Stated task »
How many lines in the records contain the string "shadow"? Give only the number.
--- Start of Data for this exercise ---
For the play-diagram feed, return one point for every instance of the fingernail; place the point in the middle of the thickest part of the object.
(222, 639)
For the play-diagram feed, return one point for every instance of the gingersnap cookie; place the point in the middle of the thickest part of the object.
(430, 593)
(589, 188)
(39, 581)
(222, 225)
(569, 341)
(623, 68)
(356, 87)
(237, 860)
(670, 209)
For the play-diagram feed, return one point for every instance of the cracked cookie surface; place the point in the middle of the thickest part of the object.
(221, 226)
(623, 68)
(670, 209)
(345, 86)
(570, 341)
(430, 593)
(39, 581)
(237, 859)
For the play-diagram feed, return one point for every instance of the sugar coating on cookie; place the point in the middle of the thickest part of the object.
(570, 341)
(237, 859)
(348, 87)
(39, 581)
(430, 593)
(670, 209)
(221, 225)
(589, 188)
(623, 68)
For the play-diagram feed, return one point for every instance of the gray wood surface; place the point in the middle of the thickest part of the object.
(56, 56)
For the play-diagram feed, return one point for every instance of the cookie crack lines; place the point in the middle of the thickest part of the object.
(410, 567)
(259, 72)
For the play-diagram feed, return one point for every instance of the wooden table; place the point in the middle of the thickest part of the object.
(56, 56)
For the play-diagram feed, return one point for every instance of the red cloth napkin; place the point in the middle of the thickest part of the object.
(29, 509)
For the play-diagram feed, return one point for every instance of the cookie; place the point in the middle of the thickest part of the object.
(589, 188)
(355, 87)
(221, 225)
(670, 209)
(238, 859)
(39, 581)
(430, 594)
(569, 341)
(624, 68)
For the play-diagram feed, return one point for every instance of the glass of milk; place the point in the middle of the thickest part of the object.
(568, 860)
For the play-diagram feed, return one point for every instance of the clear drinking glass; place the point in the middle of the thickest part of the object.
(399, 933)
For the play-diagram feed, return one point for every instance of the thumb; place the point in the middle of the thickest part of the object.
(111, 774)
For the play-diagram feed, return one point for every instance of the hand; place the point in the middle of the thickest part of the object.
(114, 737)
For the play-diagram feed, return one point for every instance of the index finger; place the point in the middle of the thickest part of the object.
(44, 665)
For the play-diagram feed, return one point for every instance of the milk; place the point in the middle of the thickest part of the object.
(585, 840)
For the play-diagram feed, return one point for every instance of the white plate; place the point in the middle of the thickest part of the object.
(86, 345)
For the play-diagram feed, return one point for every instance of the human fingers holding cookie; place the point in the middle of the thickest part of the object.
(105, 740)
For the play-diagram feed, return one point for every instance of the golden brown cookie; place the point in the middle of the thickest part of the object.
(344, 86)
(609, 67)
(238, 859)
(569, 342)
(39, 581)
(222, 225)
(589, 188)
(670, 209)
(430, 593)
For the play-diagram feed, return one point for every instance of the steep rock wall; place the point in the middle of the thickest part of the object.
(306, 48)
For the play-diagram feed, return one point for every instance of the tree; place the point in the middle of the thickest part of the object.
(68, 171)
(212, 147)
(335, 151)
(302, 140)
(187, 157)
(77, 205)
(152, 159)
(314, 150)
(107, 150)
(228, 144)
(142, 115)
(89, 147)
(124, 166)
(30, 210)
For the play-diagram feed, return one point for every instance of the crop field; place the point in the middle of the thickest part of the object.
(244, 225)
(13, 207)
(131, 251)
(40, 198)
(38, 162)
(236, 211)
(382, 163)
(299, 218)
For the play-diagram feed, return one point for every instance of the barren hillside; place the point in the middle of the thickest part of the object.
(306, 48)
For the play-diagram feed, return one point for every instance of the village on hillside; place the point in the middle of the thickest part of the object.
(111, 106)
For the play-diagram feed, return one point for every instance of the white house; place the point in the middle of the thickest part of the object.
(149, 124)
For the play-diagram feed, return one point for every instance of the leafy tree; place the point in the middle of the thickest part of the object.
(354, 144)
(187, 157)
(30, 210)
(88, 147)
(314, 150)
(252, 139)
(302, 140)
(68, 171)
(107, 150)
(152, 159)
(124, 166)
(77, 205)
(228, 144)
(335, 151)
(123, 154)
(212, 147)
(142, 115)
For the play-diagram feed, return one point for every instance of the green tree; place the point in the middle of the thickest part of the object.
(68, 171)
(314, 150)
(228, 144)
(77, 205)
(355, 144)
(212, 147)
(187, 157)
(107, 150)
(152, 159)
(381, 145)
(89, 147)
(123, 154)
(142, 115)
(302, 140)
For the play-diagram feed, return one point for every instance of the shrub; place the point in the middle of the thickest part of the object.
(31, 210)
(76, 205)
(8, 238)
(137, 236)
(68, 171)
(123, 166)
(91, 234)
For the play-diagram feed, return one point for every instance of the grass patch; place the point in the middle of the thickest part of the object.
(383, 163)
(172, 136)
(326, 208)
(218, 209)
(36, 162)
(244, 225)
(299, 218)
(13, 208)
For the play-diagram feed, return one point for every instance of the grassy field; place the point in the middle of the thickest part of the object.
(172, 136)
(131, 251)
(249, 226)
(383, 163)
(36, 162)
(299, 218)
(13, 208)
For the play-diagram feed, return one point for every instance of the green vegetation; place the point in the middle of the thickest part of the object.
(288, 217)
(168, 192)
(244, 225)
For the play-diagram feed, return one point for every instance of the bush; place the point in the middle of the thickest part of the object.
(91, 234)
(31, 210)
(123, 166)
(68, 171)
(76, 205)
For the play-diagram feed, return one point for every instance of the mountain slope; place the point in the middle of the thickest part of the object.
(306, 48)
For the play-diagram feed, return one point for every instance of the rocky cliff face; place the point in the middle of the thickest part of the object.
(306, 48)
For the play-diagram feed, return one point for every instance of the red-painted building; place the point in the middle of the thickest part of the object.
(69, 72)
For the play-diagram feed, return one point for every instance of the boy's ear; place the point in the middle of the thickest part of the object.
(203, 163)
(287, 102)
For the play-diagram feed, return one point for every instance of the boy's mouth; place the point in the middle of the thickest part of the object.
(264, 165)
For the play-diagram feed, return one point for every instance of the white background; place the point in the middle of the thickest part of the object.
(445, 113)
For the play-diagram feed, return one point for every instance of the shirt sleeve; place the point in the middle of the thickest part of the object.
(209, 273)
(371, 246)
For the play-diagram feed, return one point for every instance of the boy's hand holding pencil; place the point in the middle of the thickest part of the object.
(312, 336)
--- End of Data for this exercise ---
--- Start of Data for this exercise ---
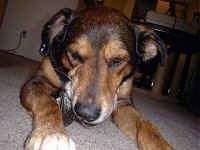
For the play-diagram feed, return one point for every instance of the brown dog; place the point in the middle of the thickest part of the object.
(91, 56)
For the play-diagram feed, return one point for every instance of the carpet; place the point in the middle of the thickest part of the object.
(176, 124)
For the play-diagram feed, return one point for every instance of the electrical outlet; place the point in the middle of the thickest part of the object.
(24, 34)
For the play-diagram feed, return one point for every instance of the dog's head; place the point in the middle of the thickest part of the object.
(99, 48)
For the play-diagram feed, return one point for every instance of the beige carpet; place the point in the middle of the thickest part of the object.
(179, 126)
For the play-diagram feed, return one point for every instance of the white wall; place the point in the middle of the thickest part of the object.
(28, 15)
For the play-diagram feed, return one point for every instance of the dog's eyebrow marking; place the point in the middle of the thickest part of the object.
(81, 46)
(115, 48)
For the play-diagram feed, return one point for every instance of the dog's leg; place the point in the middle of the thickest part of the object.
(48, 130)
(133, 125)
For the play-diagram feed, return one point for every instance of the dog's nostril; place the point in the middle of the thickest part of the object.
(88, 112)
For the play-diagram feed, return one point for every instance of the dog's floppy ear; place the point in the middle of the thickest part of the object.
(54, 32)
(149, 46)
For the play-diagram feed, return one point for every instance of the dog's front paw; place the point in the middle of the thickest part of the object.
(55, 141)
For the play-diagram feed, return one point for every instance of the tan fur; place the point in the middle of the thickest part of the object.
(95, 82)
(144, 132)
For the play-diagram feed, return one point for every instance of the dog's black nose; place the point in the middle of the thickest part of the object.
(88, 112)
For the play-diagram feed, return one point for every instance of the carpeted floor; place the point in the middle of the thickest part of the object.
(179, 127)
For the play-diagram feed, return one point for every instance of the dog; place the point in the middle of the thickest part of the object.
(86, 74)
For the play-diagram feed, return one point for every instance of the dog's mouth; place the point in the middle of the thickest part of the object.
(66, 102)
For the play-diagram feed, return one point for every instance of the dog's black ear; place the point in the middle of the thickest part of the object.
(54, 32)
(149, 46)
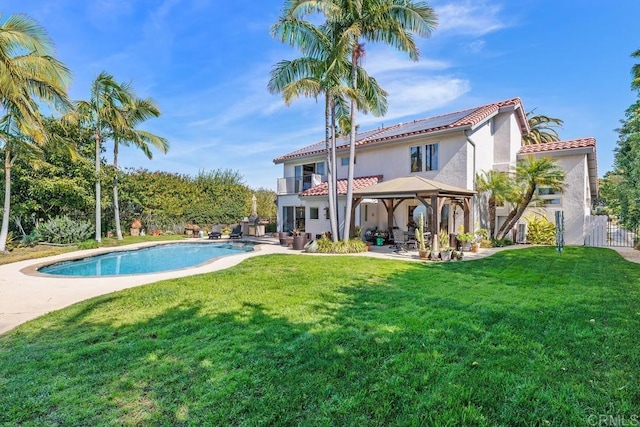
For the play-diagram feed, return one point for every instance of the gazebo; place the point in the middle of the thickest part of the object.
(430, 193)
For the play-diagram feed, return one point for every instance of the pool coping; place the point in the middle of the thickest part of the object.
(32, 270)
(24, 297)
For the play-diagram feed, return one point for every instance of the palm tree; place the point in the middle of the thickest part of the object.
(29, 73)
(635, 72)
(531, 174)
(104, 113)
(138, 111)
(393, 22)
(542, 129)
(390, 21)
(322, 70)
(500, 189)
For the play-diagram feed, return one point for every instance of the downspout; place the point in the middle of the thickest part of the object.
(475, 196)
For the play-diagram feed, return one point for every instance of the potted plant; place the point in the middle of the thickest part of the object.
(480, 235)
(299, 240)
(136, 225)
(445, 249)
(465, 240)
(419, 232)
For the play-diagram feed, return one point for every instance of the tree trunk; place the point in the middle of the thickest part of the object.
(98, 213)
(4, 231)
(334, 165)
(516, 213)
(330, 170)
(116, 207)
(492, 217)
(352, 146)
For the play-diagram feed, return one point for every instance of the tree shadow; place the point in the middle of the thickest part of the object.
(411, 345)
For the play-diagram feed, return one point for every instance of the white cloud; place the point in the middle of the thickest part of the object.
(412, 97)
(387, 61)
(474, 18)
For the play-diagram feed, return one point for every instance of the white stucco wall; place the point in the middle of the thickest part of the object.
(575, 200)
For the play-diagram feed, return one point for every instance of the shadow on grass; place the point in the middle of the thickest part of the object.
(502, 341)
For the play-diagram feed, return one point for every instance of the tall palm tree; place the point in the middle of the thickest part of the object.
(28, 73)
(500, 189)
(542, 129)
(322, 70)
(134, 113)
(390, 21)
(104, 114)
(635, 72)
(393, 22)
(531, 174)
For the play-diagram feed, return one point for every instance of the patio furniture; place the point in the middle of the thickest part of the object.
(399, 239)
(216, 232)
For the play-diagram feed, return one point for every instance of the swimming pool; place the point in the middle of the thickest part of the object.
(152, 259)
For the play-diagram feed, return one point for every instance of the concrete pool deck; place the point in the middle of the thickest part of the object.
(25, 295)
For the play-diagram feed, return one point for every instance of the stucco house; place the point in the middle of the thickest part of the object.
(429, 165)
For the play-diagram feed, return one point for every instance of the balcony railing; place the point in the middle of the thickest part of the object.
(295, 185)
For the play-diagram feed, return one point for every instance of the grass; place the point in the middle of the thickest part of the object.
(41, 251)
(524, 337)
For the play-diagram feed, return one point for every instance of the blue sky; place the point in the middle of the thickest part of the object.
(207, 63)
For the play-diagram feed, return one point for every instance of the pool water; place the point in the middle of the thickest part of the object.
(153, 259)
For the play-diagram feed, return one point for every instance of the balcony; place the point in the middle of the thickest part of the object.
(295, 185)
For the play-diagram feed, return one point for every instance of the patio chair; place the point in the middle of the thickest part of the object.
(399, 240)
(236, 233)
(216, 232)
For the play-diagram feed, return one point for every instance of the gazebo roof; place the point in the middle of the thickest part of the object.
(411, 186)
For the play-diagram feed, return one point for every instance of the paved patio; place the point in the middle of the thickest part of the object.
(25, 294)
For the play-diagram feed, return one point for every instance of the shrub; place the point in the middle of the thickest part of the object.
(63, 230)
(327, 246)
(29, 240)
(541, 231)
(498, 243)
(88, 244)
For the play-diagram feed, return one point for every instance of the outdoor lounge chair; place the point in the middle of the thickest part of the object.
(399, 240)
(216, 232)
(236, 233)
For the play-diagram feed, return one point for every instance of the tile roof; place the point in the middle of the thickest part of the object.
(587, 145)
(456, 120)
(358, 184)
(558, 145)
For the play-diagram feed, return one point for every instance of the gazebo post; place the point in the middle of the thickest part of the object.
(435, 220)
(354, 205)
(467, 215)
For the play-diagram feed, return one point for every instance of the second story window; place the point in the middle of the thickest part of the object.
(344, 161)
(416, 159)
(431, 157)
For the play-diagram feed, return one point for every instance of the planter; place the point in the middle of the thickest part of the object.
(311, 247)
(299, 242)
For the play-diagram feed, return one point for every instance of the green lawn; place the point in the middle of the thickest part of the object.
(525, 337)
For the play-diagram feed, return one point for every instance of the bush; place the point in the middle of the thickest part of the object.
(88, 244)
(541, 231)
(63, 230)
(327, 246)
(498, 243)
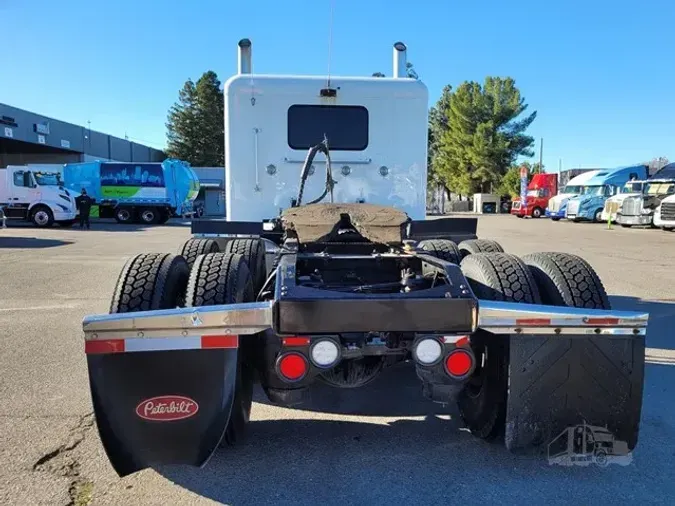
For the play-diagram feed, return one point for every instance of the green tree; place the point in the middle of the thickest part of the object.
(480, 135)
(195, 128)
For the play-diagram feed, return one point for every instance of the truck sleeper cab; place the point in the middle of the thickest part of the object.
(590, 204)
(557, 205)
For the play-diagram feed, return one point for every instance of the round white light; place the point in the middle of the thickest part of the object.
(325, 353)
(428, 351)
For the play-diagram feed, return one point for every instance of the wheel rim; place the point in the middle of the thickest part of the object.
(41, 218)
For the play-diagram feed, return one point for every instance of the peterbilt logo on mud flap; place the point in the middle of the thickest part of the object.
--- End of Data for this exercise ---
Solution to the exercise »
2